# Task prompt
Please convert the material below into a JSON list of strings, one string per line, with blank lines left out. Leave the pictures out of the list.

# Supplied data
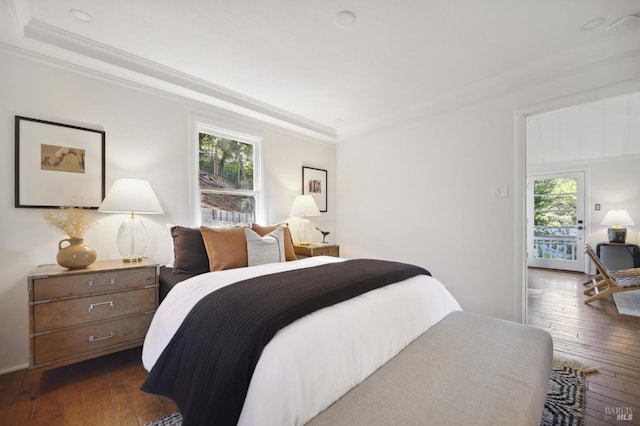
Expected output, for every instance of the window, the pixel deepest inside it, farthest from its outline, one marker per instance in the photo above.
(228, 177)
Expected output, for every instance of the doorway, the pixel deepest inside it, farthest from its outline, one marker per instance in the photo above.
(555, 221)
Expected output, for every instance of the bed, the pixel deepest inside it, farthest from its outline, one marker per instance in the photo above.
(402, 352)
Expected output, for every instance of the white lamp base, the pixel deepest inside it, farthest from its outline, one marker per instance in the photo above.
(132, 239)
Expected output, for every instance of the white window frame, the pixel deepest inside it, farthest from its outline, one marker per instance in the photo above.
(198, 126)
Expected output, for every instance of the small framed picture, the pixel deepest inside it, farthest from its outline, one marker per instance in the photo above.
(56, 163)
(314, 183)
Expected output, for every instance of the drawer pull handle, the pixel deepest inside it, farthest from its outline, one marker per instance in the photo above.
(92, 283)
(110, 303)
(97, 339)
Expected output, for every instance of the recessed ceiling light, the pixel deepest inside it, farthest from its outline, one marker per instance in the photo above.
(345, 19)
(593, 24)
(81, 15)
(627, 23)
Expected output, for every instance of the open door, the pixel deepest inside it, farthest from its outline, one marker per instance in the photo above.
(555, 221)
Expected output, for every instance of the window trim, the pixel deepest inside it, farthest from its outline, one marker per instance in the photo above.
(198, 126)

# Answer to the exercise
[
  "Expected output, for every instance of the window, the pixel deepest inside it, farthest from its outline, one marker per instance in the photo above.",
  "(228, 177)",
  "Expected output, for every instance of the doorway, the pixel deepest inside it, farthest from its outline, one marker per instance in the photo above.",
  "(555, 221)",
  "Expected output, for every instance of the bed, the pixel deepest inside it, farthest from its outline, one marker per instance in the photo above.",
  "(402, 352)",
  "Expected output, for every instance of the white lamp base, the pixel deepest inside it, farthest from its outline, one marker per instance in the photo above.",
  "(132, 239)",
  "Expected output, for every instance of the white window frame, the pixel deepest inside it, farthest from its outline, one marker per instance in the photo above.",
  "(198, 126)",
  "Expected output, for every instance of the small framed picture, the pixel deepest inside it, farthest from its outline, one marker per instance in the photo above.",
  "(56, 163)",
  "(314, 183)",
  "Expected output, for every instance of the drawer pull handle, the pixel deepest inside it, farthest from its outline, one marker per instance in the photo above.",
  "(92, 283)",
  "(110, 303)",
  "(97, 339)",
  "Expected output, for every instance of the recessed ceiling light, the pixel deepest inside it, farthest from its outline, one marker per instance in the photo above.",
  "(345, 19)",
  "(593, 24)",
  "(81, 15)",
  "(627, 23)",
  "Expected output, for every instance of the open door, the pixel deepest inside it, farthest from its outline, one marker per instance in the photo above.",
  "(555, 221)",
  "Expected output, for every instance of the window trim, the pixel deepest inside it, farthest from its outline, one marker per instance in the photo above.",
  "(198, 126)"
]